#### SUPPLIED ENTRIES ####

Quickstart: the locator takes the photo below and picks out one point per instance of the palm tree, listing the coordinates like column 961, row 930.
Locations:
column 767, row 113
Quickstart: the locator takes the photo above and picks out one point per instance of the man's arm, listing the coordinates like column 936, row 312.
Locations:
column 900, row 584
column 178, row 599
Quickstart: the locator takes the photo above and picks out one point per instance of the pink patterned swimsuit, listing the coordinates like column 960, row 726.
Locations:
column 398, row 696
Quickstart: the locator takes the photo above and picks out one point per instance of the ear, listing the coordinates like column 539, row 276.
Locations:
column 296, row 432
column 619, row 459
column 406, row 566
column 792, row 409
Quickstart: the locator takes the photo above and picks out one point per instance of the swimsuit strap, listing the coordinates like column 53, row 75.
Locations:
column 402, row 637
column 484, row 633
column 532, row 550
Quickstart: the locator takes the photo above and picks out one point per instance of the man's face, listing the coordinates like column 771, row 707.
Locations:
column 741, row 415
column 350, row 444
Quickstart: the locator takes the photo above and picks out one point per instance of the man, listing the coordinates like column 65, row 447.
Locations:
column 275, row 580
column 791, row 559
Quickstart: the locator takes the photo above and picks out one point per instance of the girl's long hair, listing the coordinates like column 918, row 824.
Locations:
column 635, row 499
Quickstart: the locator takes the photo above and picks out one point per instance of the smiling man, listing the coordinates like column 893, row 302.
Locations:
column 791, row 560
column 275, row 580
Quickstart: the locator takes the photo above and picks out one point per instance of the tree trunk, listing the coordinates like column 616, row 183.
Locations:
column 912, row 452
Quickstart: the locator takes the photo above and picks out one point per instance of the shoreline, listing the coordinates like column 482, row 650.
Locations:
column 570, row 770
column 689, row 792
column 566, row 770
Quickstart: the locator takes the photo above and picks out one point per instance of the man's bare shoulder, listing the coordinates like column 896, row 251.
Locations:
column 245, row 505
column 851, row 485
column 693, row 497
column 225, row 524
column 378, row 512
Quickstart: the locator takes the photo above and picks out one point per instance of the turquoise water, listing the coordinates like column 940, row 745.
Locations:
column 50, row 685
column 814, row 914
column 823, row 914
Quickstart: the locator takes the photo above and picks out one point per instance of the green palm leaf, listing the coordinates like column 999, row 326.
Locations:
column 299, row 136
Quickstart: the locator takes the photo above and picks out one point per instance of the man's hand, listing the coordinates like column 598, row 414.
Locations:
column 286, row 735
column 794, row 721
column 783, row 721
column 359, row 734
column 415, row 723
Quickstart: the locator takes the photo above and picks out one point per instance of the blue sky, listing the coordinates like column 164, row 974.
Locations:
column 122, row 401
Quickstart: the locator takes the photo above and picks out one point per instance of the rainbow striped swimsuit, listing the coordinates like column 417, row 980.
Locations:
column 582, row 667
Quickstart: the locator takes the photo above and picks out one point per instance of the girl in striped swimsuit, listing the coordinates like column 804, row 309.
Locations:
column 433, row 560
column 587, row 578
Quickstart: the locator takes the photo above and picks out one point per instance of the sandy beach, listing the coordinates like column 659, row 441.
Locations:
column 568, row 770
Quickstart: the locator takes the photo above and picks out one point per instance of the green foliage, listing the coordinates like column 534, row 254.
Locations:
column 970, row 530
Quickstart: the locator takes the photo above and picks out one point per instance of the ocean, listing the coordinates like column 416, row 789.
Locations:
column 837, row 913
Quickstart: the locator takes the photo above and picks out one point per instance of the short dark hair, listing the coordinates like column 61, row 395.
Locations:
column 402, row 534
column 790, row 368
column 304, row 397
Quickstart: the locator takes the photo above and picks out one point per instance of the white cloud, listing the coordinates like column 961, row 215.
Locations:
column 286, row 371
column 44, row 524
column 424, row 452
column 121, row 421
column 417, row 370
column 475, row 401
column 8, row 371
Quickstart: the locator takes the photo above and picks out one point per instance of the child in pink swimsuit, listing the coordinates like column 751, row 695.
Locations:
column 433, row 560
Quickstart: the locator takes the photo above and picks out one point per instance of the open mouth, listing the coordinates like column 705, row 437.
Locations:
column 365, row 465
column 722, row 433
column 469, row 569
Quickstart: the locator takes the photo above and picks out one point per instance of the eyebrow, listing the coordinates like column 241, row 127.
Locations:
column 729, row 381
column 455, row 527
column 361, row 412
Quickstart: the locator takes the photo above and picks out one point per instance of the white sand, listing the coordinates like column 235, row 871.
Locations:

####

__YOUR TASK__. Switch "blue sky" to "clear sky" in the lines between the one holding "164, row 974." and the one holding "column 122, row 401", inclusive. Give back only those lines, with everything else left unchanged.

__TASK SOLUTION__.
Quickstart: the locator takes the photo above and picks out one point per instance of the clear sky, listing the coordinates like column 164, row 974.
Locations:
column 122, row 401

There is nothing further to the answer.